Pandey stressed the need for regulated entities to bolster cyber resilience through continuous monitoring and quicker remediation. He added that Sebi is in active engagement with market participants and stakeholders, and will "soon issue an initial advisory" addressing risks from advanced AI systems and AI-driven detection capabilities.
On commodity derivatives, Pandey indicated that sectoral regulators remain cautious. "Banks and insurance companies — their respective regulators (RBI and Irdai) are not very favourably inclined to allow investments in commodity derivatives, and they have a valid rationale," he said during a fireside chat. The pension regulator has also examined permitting such exposure for pension funds, but did not disclose any decision.
Separately, Pandey said progress on a centralised know-your-customer (KYC) framework is expected by June, to enable a single, interoperable KYC across the financial sector. He flagged authentication as the key bottleneck, warning that without robust verification, pooled data could become "untrustworthy". Stronger coordination among regulators will be critical to building a reliable system, he added.
Earlier, at Sebi’s foundation day event, finance minister Nirmala Sitharaman had urged the regulator to take the lead in developing comprehensive CKYC norms.
Sebi on Monday proposed a series of changes to norms governing securitised debt instruments (SDIs), including allowing single-asset securitisation by RBI-regulated entities, winding up of securitisation transactions and easing certain structural restrictions to boost market development.

* **Required work**
a) Answer these questions about the Sebi news excerpt above:
(i) By when does Pandey expect progress on a centralized KYC framework?
(ii) What does Pandey name as the key bottleneck for that framework?
(iii) On what day did Sebi propose changes to the norms governing securitised debt instruments?
b) In the records below, rename "pointer" to "locator" and change nothing else. Write out only the stretch of records that starts at their beginning and ends with the line containing "[[258, 775], [29, 760]]", including both ends.

* **Provided data**
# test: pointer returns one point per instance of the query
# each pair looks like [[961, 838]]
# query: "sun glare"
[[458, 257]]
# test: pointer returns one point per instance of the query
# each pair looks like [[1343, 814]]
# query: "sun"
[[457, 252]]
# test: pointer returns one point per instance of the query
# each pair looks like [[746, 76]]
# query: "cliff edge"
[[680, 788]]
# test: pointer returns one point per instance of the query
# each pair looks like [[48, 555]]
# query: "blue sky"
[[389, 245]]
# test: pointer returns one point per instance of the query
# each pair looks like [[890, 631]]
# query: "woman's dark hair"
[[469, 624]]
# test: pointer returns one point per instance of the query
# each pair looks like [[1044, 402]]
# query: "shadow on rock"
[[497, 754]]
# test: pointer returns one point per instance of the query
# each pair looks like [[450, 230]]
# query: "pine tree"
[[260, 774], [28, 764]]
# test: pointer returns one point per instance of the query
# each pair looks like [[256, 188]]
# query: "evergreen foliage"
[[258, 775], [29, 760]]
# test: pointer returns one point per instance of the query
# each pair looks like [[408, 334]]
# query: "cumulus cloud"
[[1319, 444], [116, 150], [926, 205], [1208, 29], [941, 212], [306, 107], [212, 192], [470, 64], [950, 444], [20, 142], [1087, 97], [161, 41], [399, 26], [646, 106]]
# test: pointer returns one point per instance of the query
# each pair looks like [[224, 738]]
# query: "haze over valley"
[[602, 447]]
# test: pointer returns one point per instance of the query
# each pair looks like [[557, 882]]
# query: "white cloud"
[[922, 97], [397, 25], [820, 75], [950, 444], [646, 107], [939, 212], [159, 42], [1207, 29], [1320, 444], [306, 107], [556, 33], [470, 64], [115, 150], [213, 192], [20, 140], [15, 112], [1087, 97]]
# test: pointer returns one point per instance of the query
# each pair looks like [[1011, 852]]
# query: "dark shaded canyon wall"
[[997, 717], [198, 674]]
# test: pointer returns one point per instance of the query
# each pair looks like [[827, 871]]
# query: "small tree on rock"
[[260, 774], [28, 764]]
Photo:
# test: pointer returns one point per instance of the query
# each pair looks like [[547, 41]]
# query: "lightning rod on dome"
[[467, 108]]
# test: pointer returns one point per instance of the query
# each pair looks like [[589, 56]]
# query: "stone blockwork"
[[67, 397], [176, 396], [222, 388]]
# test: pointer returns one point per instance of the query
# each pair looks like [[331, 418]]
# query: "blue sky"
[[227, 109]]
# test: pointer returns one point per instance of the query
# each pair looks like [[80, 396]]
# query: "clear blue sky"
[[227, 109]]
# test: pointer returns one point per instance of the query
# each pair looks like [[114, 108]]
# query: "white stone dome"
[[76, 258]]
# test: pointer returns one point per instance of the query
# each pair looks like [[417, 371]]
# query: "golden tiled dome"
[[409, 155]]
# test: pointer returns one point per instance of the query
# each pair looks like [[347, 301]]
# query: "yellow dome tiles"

* **Task-by-task solutions**
a)
(i) By June.
(ii) Authentication.
(iii) Monday.

b)
# test: locator returns one point per instance of the query
# each pair looks like [[961, 838]]
# query: "sun glare"
[[458, 257]]
# test: locator returns one point per instance of the query
# each pair looks like [[1343, 814]]
# query: "sun"
[[457, 252]]
# test: locator returns one point per instance of the query
# each pair looks like [[746, 76]]
# query: "cliff edge"
[[680, 788]]
# test: locator returns one point per instance of the query
# each pair looks like [[48, 555]]
# query: "blue sky"
[[389, 245]]
# test: locator returns one point per instance of the query
# each pair looks like [[890, 631]]
# query: "woman's dark hair"
[[469, 624]]
# test: locator returns one point per instance of the query
# each pair looks like [[1044, 402]]
# query: "shadow on rock"
[[497, 754]]
# test: locator returns one point per instance of the query
# each pair looks like [[450, 230]]
# query: "pine tree"
[[260, 774], [28, 764]]
# test: locator returns one point per instance of the query
# each pair looks like [[256, 188]]
# query: "evergreen foliage"
[[258, 775], [29, 760]]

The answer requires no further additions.